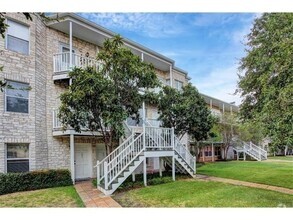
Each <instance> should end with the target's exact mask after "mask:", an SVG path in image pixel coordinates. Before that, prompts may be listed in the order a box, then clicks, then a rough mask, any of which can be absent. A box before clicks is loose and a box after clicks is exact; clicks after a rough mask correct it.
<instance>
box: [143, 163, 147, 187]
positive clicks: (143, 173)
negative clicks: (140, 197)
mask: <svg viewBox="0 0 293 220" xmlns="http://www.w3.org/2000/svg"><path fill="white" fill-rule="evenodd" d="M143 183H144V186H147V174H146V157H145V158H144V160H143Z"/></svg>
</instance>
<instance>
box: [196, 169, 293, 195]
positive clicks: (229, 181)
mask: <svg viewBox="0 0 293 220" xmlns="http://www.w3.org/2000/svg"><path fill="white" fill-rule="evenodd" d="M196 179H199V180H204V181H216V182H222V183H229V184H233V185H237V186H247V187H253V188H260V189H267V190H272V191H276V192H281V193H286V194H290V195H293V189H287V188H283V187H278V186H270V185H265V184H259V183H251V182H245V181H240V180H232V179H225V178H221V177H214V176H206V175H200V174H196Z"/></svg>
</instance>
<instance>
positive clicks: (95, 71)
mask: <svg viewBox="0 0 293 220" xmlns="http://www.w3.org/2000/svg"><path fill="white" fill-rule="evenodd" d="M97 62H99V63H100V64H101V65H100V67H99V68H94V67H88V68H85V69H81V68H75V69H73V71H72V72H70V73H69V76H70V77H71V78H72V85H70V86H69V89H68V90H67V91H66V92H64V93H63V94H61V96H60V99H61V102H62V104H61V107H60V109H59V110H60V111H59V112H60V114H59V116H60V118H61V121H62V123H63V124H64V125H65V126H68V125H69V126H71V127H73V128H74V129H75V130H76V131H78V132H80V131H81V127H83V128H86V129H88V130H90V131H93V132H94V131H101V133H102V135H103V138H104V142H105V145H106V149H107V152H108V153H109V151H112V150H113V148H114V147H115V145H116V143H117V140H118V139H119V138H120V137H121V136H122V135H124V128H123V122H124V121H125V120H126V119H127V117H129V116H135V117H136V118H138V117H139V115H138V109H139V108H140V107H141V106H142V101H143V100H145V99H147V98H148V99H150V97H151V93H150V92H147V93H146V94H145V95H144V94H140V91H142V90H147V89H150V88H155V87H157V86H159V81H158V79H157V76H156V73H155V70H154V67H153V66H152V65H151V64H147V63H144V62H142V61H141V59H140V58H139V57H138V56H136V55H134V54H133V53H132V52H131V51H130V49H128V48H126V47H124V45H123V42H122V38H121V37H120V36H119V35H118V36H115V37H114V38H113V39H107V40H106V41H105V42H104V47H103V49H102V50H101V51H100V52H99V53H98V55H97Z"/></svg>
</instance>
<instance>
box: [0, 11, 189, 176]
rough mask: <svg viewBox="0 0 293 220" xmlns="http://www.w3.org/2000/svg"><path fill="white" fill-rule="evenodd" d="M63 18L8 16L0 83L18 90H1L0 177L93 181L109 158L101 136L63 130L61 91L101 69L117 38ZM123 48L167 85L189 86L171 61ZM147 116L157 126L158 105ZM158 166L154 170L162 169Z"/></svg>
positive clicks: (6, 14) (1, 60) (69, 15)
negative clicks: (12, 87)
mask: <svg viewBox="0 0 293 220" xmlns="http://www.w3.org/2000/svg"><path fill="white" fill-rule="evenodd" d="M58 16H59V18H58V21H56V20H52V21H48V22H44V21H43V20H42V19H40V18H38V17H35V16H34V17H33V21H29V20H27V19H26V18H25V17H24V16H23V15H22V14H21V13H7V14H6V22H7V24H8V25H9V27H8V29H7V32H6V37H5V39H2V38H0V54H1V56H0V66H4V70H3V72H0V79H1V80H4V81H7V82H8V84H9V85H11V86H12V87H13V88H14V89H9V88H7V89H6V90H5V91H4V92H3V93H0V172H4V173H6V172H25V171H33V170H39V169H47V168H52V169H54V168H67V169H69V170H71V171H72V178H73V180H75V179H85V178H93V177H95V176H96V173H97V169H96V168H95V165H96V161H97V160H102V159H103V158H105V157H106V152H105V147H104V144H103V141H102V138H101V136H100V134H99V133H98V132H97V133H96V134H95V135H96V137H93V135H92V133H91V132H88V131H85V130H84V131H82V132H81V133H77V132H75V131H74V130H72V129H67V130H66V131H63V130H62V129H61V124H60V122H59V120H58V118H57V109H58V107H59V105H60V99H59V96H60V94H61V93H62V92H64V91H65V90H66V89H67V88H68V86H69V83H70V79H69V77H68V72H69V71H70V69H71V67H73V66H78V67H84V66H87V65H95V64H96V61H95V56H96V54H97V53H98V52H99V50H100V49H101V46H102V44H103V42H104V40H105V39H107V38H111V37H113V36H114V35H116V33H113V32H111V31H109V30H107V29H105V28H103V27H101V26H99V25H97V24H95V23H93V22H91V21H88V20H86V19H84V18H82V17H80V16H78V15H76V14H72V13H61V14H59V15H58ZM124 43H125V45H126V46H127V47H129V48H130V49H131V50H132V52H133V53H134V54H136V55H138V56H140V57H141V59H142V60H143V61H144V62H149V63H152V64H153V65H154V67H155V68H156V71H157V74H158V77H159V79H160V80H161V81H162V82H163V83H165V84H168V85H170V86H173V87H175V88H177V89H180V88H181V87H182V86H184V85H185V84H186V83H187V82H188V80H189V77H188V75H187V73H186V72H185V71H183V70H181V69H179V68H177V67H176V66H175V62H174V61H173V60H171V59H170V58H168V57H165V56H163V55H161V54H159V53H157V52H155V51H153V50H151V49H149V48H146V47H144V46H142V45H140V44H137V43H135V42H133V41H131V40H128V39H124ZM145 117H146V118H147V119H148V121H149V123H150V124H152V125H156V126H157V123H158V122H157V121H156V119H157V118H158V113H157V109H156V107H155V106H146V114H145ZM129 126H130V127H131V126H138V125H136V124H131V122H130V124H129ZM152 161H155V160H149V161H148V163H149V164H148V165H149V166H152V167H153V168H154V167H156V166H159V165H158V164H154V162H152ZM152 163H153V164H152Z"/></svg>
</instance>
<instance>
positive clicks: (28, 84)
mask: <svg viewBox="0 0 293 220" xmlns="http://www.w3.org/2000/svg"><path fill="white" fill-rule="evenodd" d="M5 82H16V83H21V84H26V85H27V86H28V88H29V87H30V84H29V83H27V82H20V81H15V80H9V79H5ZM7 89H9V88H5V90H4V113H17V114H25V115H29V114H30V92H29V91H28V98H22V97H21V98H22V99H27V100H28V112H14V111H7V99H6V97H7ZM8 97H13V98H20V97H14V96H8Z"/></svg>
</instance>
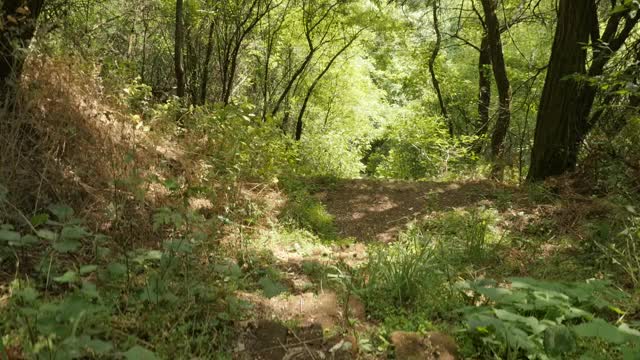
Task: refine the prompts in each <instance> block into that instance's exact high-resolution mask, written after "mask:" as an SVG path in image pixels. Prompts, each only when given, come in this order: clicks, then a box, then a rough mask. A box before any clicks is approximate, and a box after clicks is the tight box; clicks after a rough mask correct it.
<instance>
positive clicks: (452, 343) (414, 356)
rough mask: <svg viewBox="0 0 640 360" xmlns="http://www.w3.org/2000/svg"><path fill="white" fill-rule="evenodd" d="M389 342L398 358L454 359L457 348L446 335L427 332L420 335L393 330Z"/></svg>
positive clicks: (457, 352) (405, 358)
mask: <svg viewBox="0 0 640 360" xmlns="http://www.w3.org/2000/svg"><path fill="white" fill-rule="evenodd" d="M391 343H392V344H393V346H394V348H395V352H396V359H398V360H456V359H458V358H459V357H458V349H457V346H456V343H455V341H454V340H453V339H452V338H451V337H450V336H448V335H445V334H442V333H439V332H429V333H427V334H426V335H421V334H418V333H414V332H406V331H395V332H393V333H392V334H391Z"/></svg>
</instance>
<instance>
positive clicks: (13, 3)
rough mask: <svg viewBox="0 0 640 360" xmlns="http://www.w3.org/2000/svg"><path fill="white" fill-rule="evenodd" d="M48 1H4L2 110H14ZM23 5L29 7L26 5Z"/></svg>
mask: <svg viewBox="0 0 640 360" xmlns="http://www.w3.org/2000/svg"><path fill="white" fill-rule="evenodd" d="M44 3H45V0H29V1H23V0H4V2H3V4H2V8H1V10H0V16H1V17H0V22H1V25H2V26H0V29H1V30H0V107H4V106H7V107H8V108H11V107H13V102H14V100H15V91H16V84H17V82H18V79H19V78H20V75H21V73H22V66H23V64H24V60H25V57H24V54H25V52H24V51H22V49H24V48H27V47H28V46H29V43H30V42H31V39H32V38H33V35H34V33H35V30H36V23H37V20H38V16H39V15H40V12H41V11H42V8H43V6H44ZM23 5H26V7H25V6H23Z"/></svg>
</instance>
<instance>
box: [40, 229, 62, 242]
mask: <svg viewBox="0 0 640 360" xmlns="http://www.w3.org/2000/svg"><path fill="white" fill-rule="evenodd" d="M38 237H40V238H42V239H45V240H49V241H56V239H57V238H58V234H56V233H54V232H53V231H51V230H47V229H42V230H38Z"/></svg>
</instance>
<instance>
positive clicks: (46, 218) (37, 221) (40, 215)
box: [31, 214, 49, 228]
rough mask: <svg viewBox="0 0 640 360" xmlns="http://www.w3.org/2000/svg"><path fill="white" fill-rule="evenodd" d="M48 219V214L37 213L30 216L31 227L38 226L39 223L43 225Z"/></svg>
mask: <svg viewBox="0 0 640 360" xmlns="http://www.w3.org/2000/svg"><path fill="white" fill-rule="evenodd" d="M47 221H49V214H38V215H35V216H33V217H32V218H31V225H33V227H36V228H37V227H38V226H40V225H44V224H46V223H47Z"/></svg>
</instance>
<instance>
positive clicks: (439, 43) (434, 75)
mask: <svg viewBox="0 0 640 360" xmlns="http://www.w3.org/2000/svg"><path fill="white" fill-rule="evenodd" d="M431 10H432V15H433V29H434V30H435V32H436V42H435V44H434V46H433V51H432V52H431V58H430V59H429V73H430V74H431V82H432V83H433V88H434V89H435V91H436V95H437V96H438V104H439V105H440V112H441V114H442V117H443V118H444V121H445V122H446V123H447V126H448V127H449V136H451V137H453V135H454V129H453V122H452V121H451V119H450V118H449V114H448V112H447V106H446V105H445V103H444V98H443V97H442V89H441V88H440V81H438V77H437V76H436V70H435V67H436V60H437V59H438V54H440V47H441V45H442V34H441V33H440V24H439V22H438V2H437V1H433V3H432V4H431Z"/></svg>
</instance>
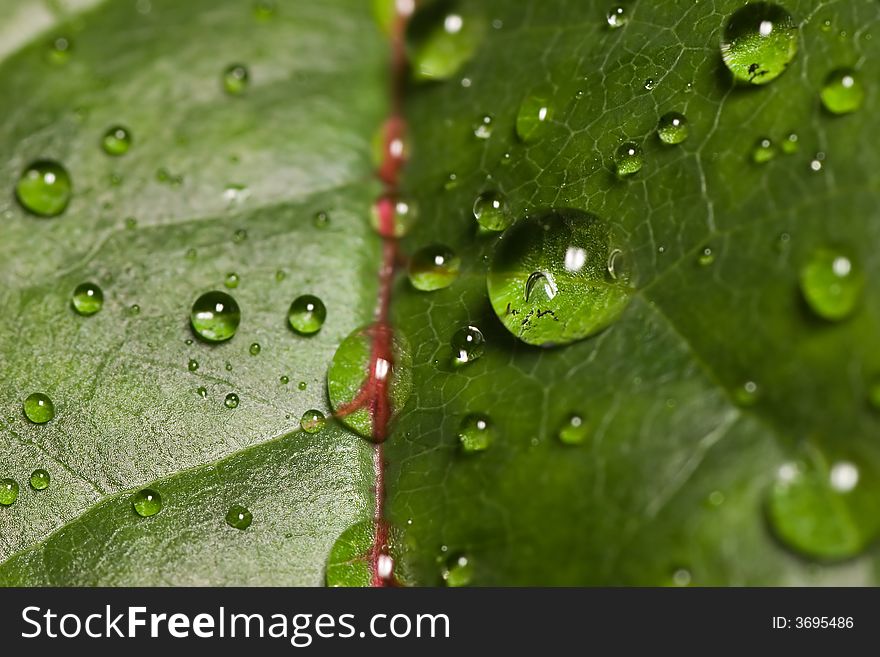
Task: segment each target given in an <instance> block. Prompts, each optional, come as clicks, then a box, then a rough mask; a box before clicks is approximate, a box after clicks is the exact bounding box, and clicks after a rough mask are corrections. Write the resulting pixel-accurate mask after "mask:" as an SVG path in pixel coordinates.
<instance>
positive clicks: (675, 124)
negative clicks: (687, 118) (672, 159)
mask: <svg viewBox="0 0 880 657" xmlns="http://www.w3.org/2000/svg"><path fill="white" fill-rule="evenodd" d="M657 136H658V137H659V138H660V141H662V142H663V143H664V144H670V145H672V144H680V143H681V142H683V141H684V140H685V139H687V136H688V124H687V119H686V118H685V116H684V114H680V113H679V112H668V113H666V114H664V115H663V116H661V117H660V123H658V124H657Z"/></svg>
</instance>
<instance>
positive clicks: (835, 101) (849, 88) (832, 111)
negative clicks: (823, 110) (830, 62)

◆ Requirement
Above are the records; print exactly the lines from the line with "positive clicks: (13, 3)" to the line with "box: [31, 214, 49, 228]", including both, and nothing else.

◆ Exercise solution
positive clicks: (13, 3)
rough mask: <svg viewBox="0 0 640 360" xmlns="http://www.w3.org/2000/svg"><path fill="white" fill-rule="evenodd" d="M48 1H4L2 110H14ZM23 5L29 7L26 5Z"/></svg>
mask: <svg viewBox="0 0 640 360" xmlns="http://www.w3.org/2000/svg"><path fill="white" fill-rule="evenodd" d="M44 3H45V0H29V1H23V0H4V2H3V4H2V8H1V10H0V16H1V17H0V22H1V25H2V26H0V29H1V30H0V107H4V106H7V107H8V108H11V107H13V102H14V100H15V91H16V84H17V82H18V79H19V78H20V75H21V73H22V66H23V64H24V60H25V57H24V54H25V52H24V51H22V49H24V48H27V47H28V46H29V43H30V42H31V39H32V38H33V35H34V33H35V30H36V23H37V20H38V16H39V15H40V12H41V11H42V8H43V6H44ZM23 5H26V7H25V6H23Z"/></svg>
</instance>
<instance>
box: [40, 229, 62, 242]
mask: <svg viewBox="0 0 640 360" xmlns="http://www.w3.org/2000/svg"><path fill="white" fill-rule="evenodd" d="M38 237H40V238H42V239H45V240H49V241H56V239H57V238H58V234H56V233H54V232H53V231H51V230H47V229H42V230H38Z"/></svg>
</instance>
<instance>
positive clicks: (46, 218) (37, 221) (40, 215)
box: [31, 214, 49, 228]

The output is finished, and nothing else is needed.